Mais Marion reconnaît que si l'entrepreneuriat n'était pas sa première ambition, ce n'était pas un hasard : « J'avais l'image d'un entrepreneur qui était forcément un homme âgé, expérimenté. Ou alors sortant d’une école de commerce.  Donc ça me semblait aussi éloigné qu’inaccessible. »

Malgré l'aide apportée par la subvention, le défi reste de taille pour le duo : « On avait déjà identifié des ressources pour développer une première version du produit d'un point de vue technique. En revanche, pour ce qui était de structurer une entreprise, c'était la grande découverte. 

Ask Mona a évolué en test and learn. Nous sommes allés très tôt sur le terrain pour pitcher notre idée, et on a évalué ce qui séduisait ou non les interlocuteurs. C'est un conseil que je donnerais aux entrepreneurs : allez sur le terrain, soumettez vos idées et prenez les feedbacks. Ask Mona a évolué au sein de son écosystème pour trouver la bonne offre. 

Aujourd'hui on offre une suite de solutions IA pour faciliter l'accès à la culture et la circulation des connaissances. On propose une solution avant, pendant et après la visite d'un monument. Sur la partie avant on répond à toutes les questions d'accès pratique au lieu. Pendant la visite, on propose un audioguide personnalisé avec lequel on peut discuter, et qui répondra à n'importe quelle question posée. Pour l'après on a développé un magnet à l'effigie de personnages historiques ou d’œuvres d’art qui est vendu en boutique de musée. Le principe, c'est qu'au dos du magnet, il y a un QR code permettant de discuter avec l'intelligence artificielle du personnage.

On cherche toujours à tester nos développements sur le terrain. Avant de lancer notre dernier produit (le magnet intelligent), on se disait que cela pouvait être aussi bien une idée farfelue qu’une idée prometteuse. On n'était vraiment pas sûrs donc on a décidé de tester le concept à l'occasion d'un salon avec un magnet à l'effigie de Marie-Antoinette, et les gens se le sont arraché. »

Au fil de ces projets, l'équipe s'est construite : « On est une vingtaine de personnes aujourd'hui. On a une équipe tech et une équipe qui a des connaissances en Histoire de l'art, sur les institutions culturelles, les enjeux d'accueil du public… On a une double identité, à la fois très tech et très culture.

Progressivement, on a aussi séniorisé nos équipes sur les postes clés. Recruter la bonne personne au bon poste c'est vraiment un enjeu. Le défi de chaque entrepreneur, c'est de grandir avec son entreprise. Quoiqu'il arrive, il faut évoluer, mais en plus, il faut s'entourer des bonnes personnes. » 

Bien implantée en France, Ask Mona est aussi présente dans cinq autres pays et accompagne près de 200 acteurs culturels : « On a envie d'intensifier notre présence à l’international. Ça fait partie de nos enjeux de développement. Jusque-là, ça s'est fait par opportunité, mais on se rend compte qu'il y a un certain potentiel dans notre solution et qu'elle mérite d'être poussée à plus grande échelle.
---+---
Selon l'extrait, quel personnage figurait sur le magnet qui a servi à tester le concept lors d'un salon ? Les lignes qui suivent ne sont pas nécessaires.

[Enregistrements d'un jeu de données d'annotation par points]
---+---
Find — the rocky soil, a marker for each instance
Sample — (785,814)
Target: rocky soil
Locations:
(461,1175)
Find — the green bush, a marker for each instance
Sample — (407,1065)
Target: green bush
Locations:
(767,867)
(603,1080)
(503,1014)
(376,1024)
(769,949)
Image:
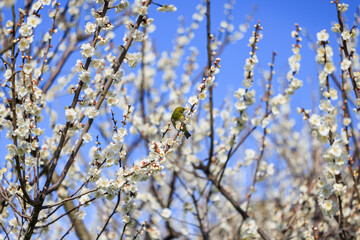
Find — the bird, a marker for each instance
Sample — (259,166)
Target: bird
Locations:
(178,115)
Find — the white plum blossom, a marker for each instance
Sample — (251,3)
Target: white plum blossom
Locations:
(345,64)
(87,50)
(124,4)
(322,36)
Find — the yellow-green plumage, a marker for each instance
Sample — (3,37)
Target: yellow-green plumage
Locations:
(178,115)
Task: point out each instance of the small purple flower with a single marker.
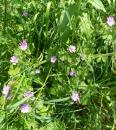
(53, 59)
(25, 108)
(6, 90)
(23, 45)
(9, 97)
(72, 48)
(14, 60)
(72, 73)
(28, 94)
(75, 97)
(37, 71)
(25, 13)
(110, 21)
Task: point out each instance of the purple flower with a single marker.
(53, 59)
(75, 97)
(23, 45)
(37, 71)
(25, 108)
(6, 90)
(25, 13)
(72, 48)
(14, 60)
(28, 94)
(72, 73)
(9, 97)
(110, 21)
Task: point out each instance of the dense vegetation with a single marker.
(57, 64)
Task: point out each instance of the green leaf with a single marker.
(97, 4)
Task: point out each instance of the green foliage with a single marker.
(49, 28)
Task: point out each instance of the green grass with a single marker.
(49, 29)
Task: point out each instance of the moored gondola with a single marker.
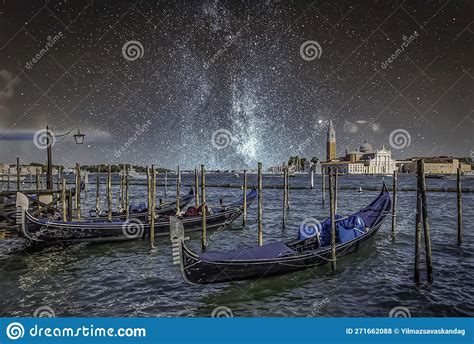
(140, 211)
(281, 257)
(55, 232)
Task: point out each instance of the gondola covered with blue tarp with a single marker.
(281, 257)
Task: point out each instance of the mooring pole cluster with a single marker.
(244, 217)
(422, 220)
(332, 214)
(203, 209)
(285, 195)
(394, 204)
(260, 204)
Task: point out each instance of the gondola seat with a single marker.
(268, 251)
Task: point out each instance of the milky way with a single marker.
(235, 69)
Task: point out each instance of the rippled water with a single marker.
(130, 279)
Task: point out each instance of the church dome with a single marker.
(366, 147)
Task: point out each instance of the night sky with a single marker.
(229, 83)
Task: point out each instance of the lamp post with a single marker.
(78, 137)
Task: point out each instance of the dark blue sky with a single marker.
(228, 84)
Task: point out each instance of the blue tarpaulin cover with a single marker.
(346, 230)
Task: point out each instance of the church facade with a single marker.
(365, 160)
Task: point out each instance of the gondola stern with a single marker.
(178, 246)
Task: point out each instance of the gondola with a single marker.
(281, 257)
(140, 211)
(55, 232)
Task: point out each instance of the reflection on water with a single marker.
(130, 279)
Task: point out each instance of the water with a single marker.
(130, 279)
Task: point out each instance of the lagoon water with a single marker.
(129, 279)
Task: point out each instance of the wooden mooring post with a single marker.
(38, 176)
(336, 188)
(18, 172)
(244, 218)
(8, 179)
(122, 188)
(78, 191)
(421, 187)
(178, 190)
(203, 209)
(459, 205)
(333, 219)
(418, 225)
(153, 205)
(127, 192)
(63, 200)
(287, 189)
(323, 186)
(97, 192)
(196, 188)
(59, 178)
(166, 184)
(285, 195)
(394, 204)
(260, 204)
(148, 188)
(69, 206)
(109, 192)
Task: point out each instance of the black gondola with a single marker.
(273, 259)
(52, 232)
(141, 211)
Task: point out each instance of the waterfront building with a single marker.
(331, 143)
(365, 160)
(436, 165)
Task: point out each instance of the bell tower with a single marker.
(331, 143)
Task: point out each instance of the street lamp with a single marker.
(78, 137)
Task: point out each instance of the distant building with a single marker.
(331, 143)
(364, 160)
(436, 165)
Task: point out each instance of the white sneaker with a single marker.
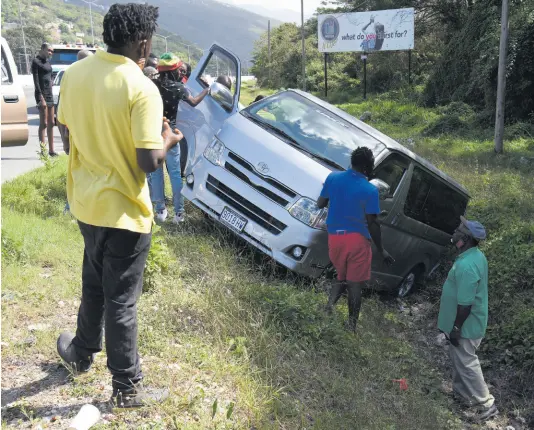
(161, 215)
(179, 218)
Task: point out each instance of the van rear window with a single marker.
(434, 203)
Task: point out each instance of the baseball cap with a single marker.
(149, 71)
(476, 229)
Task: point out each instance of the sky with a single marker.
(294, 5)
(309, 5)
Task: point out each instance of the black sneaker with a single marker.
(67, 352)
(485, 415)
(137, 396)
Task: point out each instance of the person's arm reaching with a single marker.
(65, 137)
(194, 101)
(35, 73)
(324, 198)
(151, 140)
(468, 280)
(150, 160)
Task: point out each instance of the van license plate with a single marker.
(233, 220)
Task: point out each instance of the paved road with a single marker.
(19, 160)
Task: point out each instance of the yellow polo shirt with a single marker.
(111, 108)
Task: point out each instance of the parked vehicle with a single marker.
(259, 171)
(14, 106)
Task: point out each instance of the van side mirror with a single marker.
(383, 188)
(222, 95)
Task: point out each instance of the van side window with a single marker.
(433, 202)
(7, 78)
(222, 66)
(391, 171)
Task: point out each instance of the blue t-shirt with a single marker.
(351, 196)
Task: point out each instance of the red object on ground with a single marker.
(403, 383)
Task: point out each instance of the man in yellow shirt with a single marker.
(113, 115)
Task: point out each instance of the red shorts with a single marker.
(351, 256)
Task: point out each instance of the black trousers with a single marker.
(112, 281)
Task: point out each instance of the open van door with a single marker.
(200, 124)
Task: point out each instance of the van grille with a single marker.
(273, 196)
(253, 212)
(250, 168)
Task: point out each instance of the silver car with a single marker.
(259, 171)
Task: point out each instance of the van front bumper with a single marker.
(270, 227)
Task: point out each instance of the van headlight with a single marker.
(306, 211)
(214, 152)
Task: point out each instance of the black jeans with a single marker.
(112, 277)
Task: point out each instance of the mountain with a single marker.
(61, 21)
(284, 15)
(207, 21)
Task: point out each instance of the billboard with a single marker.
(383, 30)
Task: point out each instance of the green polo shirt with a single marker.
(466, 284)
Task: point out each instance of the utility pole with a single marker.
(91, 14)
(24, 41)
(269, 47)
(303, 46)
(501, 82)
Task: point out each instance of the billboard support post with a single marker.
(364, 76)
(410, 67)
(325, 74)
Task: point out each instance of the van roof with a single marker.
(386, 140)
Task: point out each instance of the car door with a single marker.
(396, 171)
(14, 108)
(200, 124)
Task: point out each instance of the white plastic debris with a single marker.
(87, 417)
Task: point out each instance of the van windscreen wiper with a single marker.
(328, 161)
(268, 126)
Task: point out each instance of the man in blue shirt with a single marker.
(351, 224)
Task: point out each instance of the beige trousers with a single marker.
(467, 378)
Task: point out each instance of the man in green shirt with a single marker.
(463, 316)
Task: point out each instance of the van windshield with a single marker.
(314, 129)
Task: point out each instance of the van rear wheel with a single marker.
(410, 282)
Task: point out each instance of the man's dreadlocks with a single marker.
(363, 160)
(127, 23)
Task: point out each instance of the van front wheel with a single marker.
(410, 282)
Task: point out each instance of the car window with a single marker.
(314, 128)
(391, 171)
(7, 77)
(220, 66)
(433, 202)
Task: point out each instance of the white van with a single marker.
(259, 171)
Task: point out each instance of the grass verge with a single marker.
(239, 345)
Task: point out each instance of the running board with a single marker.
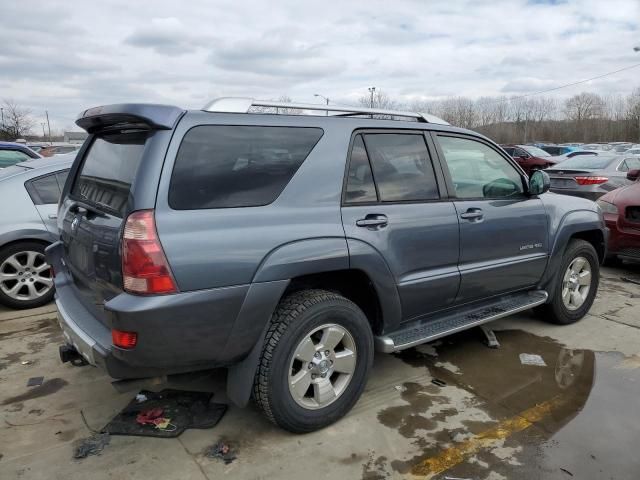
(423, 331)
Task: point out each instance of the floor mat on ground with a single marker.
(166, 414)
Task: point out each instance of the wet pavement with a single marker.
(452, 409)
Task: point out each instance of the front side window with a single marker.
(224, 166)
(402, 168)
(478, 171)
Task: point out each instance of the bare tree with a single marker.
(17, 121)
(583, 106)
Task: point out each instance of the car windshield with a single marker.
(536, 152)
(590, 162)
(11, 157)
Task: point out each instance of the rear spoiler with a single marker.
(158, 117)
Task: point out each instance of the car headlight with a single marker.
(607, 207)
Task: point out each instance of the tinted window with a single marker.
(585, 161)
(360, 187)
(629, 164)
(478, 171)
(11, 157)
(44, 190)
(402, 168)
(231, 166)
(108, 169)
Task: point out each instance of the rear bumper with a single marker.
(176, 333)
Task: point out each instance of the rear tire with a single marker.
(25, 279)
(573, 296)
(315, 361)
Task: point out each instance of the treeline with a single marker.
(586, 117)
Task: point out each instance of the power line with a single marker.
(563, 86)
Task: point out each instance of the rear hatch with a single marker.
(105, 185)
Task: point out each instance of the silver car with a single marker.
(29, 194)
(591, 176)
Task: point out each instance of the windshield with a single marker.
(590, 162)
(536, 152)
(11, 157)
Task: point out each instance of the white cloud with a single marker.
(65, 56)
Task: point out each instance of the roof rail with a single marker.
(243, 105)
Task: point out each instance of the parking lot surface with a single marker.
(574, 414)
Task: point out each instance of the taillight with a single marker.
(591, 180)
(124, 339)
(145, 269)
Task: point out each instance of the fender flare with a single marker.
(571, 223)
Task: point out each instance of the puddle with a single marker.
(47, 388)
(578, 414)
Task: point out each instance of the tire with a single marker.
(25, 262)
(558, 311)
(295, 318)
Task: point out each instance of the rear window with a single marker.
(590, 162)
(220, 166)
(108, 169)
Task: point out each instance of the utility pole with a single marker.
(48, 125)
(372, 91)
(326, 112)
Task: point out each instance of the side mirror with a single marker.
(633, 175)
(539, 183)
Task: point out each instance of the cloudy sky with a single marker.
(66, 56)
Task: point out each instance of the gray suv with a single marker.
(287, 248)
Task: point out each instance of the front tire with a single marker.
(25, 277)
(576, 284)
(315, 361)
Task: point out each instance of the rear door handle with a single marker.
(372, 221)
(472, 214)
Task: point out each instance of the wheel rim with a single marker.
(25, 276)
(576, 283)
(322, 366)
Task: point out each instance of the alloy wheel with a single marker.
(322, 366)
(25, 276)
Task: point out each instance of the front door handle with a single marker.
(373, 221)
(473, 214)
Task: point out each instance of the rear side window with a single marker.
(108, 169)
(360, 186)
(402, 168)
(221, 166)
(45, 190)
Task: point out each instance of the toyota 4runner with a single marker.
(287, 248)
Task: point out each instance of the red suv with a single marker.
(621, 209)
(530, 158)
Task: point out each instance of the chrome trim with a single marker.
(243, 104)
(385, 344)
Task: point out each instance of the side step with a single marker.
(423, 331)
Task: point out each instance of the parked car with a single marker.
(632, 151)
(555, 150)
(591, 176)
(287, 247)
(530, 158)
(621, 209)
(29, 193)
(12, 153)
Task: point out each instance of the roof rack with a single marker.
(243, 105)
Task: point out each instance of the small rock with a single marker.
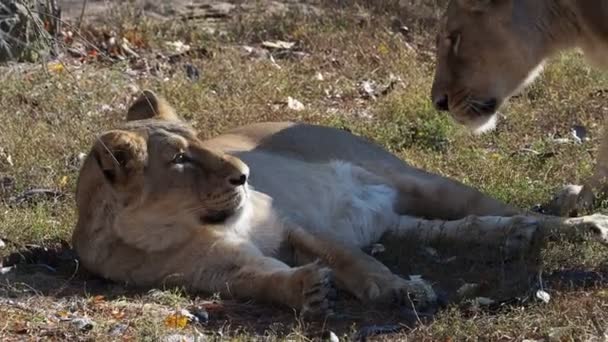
---+---
▸ Réponse: Marie-Antoinette.